Task directions: Reproduce the records verbatim, beginning with the line that contains "detect:bald monk" and continuing through the end of the records.

(begin)

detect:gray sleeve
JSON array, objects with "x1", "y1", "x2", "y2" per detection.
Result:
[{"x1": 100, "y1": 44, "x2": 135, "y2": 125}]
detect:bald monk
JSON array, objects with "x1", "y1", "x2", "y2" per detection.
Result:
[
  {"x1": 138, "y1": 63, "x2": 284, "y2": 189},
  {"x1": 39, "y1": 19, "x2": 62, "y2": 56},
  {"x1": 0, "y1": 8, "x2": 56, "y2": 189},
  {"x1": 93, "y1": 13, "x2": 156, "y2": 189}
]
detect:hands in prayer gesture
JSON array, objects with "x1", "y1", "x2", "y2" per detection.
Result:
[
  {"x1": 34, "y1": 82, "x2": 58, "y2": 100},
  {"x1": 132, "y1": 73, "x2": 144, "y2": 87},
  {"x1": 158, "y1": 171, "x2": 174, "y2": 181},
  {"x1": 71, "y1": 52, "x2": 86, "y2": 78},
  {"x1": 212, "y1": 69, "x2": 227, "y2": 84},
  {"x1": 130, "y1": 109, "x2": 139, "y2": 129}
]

(end)

Complete answer:
detect:bald monk
JSON array, objects with "x1", "y1", "x2", "y2" per detection.
Result:
[
  {"x1": 138, "y1": 63, "x2": 284, "y2": 189},
  {"x1": 39, "y1": 19, "x2": 62, "y2": 56},
  {"x1": 0, "y1": 8, "x2": 56, "y2": 189},
  {"x1": 93, "y1": 13, "x2": 156, "y2": 189}
]
detect:hands in prayer gesture
JSON array, objects with "x1", "y1", "x2", "y2" per detection.
Result:
[
  {"x1": 34, "y1": 82, "x2": 58, "y2": 100},
  {"x1": 132, "y1": 73, "x2": 144, "y2": 87},
  {"x1": 158, "y1": 171, "x2": 174, "y2": 181},
  {"x1": 71, "y1": 52, "x2": 86, "y2": 78},
  {"x1": 212, "y1": 69, "x2": 227, "y2": 84},
  {"x1": 130, "y1": 109, "x2": 139, "y2": 129}
]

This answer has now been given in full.